Chemical Cleaning & Equipment Service, Inc. v. Winn, 14705

Decision Date28 October 1965
Docket NumberNo. 14705,14705
PartiesCHEMICAL CLEANING AND EQUIPMENT SERVICE, INC., Appellant, v. Dan S. WINN, Appellee.
CourtTexas Court of Appeals

Hayden & Pravel, B. R. Pravel, Guy E. Matthews, Houston, for appellant.

Donald L. Jones, Houston, for appellee.

WERLEIN, Justice.

Appellant appeals from an order of the trial court denying it a temporary injunction which it sought to restrain appellee from accepting employment with another party in violation of an alleged employment contract with appellant dated August 1, 1964.
▬▬▬
> [Direction a] Reproduce the entries below word for word, from the line with "Wildlife-count tagging: point out every instance of the tall" to the line with "(1131, 206)", including both of those lines.

> [Dataset entries]
▬▬▬
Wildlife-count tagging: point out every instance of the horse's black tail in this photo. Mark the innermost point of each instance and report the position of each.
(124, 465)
▬▬▬
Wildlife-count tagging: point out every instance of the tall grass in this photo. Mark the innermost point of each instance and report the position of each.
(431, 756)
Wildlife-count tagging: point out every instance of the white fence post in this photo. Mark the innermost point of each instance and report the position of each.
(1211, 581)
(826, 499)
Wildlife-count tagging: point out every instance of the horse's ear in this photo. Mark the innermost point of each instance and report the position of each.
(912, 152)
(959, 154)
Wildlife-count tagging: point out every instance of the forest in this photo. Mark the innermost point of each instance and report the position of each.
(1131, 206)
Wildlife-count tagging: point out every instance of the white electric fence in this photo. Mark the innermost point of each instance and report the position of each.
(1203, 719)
▬▬▬
> [Direction b] List every individual attorney named in the court case excerpt above.

> [Written reply a]
Wildlife-count tagging: point out every instance of the tall grass in this photo. Mark the innermost point of each instance and report the position of each.
(431, 756)
Wildlife-count tagging: point out every instance of the white fence post in this photo. Mark the innermost point of each instance and report the position of each.
(1211, 581)
(826, 499)
Wildlife-count tagging: point out every instance of the horse's ear in this photo. Mark the innermost point of each instance and report the position of each.
(912, 152)
(959, 154)
Wildlife-count tagging: point out every instance of the forest in this photo. Mark the innermost point of each instance and report the position of each.
(1131, 206)

> [Written reply b]
B. R. Pravel
Guy E. Matthews
Donald L. Jones